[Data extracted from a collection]
____________

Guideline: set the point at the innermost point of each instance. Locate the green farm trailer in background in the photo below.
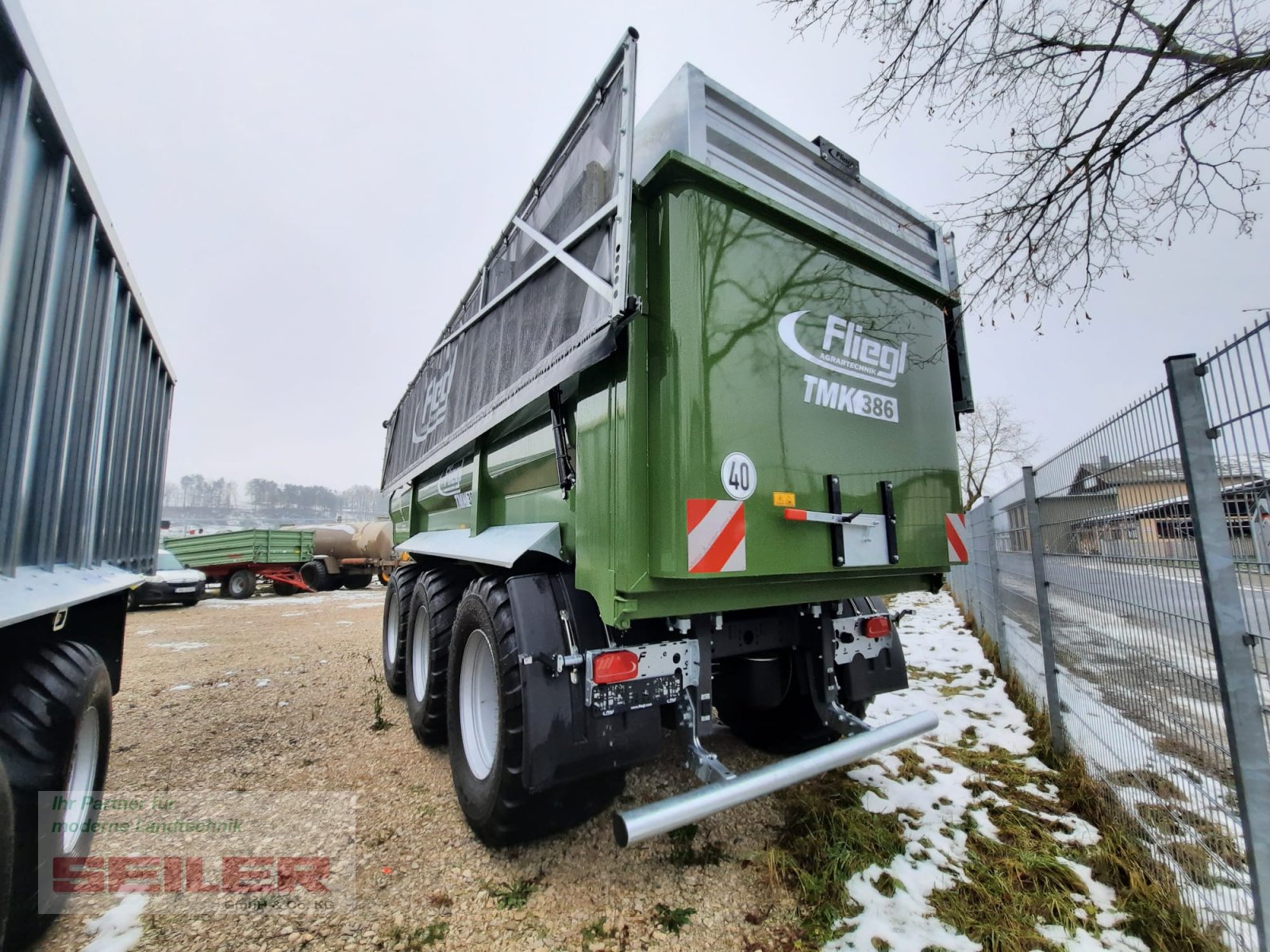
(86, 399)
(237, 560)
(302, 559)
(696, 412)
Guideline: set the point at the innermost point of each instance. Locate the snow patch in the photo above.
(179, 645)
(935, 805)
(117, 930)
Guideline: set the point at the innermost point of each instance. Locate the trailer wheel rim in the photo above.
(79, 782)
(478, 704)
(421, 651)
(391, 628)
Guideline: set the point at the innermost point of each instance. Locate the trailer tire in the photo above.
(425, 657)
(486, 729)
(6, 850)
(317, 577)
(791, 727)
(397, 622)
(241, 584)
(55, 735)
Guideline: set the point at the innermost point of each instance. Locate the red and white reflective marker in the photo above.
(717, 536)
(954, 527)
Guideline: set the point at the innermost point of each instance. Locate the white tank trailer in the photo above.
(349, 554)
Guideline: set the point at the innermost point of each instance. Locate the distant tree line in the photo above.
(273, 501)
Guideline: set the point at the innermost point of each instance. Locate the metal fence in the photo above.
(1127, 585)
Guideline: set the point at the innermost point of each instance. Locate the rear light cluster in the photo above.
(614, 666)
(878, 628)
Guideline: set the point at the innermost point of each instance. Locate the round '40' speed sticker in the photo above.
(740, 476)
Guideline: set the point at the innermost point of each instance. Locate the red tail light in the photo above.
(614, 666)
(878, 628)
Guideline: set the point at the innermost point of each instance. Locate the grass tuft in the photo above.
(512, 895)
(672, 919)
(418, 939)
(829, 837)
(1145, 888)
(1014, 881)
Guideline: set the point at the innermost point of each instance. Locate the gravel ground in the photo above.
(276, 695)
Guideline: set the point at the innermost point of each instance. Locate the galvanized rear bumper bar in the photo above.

____________

> **What needs to be done**:
Reproduce only the lines running from the one with "cluster in the photo above." through the final line of the listing above, both ends included.

> **Correct output**:
Guideline: set the point at the innermost point of each instance. Locate the rear light cluster in the photo above.
(614, 666)
(878, 628)
Guideline: set the point at the innermost point of each instance. Locate the round '40' speed sticker in the photo above.
(740, 476)
Guideline: set the point at the innermost point of each instance. Locate the red tail light in the photo above.
(614, 666)
(878, 628)
Guideline: set the point at the innermost point of each instance. Locate the grass tuft in the photo above.
(512, 895)
(672, 919)
(418, 939)
(829, 837)
(1145, 888)
(1014, 881)
Guideline: set the point at the innermost point of each instance. Locate the gravel ground in the photo above.
(276, 695)
Guideline: set the point at the innermost point of each instance. Locate the galvanized rear bumper bar in the photo above.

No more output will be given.